──────── Source extract

The More Things Change…The More they Remain The Same in Northport

Photo by Aleks Magnusson on Pexels.com

The Franklin Stove Blog (FSB) has posted a number of articles about T-Town’s Li’l Sister city.

In 2015 the FSB opined: “N-Port or Northport may be more like a red-headed stepchild than a sister.”

The Tuscaloosa News once described the City of Northport’s Council in an editorial:

Over the years, the Northport City Council seemed to draw its character from the rough-and-tumble riverboat crews that made their northernmost landings in that city and blew off steam in its taverns. At times, it didn’t seem like the mayor and city councils of the past accomplished much, but it sure was good theater.

The 2016 FSB post Too Much Monkey Business asked:

Did three Council Members  decide on their own that Northport, Alabama, would be better off without its City Administrator? Does it matter that the former City Administrator Scott Collins rode off into the sunset to work as a City Manager in a small Tennessee town in his new Audi? After all, four of Northport’s Council Members voted to award  him with a generous severance package and health insurance.

The FSB post The Good Ship Northport gave details about how Northport officials had “been jumping off the good ship Northport.”

────────────────
──────── Records provided

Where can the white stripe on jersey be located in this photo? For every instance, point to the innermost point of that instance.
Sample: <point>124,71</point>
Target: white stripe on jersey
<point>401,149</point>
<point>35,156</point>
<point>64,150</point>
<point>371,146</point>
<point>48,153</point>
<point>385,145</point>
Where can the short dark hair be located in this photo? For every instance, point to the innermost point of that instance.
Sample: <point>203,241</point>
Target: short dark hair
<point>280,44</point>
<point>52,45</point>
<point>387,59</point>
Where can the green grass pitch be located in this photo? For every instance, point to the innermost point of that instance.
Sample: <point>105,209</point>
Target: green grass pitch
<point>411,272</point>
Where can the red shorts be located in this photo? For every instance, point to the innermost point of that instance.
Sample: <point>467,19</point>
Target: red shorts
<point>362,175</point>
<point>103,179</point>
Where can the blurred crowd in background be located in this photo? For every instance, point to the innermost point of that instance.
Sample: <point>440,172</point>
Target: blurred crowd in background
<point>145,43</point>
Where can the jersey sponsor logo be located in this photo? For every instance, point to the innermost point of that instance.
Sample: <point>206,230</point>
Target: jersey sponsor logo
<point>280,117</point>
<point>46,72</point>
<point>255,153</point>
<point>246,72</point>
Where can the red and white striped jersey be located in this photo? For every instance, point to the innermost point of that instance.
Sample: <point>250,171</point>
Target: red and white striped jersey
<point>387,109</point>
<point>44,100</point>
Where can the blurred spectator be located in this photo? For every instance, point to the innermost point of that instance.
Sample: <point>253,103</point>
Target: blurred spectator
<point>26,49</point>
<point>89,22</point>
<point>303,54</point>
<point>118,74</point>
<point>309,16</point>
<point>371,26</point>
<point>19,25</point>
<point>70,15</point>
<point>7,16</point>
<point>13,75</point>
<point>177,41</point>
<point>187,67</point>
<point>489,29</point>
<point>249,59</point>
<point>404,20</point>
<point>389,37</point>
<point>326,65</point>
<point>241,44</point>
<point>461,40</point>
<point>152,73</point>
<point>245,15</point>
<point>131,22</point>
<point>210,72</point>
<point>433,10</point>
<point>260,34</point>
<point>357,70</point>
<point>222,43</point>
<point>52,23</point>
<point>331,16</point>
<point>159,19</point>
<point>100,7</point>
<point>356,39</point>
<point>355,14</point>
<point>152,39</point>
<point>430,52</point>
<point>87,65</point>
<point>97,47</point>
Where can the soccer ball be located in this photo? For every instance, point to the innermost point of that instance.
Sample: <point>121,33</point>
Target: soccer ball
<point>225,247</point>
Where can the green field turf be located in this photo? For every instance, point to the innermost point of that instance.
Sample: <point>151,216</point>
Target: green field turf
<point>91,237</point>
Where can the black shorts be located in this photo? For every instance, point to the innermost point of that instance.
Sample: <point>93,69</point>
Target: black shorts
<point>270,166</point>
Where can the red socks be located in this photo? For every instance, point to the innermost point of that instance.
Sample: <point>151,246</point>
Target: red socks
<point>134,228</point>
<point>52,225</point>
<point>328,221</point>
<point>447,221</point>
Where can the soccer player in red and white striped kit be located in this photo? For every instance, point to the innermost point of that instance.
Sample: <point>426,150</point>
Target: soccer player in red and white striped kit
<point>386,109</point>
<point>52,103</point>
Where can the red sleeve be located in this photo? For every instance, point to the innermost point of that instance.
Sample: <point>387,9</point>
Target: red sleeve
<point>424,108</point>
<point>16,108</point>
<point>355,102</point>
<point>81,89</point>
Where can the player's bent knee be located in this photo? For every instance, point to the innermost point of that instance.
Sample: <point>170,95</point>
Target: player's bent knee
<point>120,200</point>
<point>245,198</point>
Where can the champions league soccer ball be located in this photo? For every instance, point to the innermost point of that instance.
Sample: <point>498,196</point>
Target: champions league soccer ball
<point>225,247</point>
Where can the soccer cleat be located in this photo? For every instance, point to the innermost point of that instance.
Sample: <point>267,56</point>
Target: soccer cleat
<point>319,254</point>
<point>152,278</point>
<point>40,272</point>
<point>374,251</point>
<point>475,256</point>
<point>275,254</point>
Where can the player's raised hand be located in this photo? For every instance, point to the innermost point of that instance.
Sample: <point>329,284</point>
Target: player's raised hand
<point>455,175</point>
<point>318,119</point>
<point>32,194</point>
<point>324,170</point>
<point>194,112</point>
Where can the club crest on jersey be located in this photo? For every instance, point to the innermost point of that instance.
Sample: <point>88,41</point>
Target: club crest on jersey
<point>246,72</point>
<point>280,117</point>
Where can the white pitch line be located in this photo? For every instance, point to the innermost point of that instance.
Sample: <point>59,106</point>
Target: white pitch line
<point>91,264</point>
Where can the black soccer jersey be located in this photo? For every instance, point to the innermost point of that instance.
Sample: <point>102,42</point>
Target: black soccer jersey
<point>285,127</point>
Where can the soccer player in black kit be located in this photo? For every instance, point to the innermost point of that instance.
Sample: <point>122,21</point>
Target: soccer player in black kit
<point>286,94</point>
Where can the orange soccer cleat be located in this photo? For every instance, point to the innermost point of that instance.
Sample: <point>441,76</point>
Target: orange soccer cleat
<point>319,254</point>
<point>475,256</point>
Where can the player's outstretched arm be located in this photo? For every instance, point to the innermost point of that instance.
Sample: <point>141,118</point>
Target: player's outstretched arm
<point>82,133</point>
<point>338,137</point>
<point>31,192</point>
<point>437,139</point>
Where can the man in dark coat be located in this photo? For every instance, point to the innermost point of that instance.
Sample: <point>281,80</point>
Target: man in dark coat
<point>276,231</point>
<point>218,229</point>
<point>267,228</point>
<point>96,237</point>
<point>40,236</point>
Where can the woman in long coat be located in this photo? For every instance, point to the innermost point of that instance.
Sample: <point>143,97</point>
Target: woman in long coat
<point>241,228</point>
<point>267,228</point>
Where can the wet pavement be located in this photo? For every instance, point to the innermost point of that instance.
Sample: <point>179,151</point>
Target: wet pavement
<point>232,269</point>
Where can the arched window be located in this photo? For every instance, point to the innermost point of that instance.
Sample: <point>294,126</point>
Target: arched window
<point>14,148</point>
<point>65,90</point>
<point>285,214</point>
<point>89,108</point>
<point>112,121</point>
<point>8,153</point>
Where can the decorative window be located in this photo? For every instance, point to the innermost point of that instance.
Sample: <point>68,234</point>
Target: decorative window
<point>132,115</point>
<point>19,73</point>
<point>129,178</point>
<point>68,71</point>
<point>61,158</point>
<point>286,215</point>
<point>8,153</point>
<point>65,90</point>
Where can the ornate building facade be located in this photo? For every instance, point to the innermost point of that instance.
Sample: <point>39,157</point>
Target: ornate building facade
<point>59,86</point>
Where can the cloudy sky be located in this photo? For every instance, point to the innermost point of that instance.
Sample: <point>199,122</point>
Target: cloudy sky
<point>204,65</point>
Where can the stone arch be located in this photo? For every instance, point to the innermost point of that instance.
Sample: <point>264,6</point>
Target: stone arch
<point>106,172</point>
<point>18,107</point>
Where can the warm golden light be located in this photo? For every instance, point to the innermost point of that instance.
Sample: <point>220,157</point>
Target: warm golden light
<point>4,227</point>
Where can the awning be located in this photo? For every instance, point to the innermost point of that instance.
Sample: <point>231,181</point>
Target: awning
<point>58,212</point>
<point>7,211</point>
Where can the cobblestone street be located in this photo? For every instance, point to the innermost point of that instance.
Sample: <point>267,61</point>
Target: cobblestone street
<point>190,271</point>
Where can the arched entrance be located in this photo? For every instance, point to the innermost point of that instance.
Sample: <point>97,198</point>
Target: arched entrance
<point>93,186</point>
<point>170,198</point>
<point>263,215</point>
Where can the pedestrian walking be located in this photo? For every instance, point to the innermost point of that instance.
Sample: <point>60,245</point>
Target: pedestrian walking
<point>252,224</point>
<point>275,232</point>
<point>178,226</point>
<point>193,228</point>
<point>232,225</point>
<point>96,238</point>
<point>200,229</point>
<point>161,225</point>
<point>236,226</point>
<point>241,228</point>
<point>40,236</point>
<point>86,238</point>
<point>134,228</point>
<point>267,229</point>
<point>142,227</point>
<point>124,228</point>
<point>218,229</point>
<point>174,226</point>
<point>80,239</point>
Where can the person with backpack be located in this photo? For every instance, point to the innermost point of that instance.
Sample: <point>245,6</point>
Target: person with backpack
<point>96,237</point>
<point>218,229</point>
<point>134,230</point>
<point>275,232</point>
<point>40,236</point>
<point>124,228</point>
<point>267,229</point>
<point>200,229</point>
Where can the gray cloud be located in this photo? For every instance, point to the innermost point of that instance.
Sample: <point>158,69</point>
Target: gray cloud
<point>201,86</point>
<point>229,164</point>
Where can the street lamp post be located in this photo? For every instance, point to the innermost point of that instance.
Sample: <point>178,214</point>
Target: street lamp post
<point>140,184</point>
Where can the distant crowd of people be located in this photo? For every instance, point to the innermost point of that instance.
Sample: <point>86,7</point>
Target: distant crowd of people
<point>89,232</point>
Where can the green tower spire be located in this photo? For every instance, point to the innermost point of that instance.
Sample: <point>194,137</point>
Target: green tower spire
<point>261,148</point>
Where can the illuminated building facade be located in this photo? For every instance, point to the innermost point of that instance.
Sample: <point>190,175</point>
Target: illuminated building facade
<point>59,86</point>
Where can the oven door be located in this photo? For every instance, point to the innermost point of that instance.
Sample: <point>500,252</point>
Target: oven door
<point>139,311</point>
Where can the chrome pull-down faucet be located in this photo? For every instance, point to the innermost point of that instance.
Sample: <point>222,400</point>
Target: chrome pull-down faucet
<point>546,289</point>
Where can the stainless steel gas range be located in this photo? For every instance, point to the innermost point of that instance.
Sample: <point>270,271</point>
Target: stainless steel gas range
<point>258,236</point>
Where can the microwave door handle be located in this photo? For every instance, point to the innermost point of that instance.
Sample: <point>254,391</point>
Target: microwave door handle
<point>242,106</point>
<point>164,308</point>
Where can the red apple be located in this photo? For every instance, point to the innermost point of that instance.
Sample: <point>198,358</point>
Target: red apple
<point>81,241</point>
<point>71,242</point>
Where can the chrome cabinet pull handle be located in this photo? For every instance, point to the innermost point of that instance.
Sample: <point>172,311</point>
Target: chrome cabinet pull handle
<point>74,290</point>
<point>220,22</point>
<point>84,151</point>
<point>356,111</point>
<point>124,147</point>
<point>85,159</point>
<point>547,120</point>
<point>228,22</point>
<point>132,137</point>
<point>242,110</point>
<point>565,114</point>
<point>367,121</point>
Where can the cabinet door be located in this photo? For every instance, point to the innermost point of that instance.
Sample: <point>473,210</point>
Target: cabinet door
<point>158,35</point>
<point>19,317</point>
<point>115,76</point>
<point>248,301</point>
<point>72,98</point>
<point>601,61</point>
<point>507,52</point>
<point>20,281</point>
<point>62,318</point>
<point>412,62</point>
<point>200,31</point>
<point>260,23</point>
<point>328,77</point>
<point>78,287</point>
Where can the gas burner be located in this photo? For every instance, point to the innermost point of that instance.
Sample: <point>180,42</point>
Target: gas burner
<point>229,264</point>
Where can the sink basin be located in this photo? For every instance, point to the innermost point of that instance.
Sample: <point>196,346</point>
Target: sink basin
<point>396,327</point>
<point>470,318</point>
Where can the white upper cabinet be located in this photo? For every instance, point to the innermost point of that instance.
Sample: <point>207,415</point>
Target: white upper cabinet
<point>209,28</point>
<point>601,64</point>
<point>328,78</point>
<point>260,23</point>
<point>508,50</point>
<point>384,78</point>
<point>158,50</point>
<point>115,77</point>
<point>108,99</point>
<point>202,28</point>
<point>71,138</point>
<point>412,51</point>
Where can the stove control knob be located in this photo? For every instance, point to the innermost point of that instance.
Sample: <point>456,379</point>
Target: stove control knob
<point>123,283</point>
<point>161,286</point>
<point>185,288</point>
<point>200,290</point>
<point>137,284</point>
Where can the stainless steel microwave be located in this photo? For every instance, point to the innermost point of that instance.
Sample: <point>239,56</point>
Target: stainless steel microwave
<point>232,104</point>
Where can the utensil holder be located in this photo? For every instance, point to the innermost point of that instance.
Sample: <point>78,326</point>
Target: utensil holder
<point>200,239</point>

────────────────

- [Exercise 1] In the Northport blog post, what job did former City Administrator Scott Collins leave to take?
- [Exercise 2] List every local government job title mentioned in the Northport blog post.

- [Correct response 1] City Manager in a small Tennessee town

- [Correct response 2]
- Mayor
- Council Member
- City Administrator
- City Manager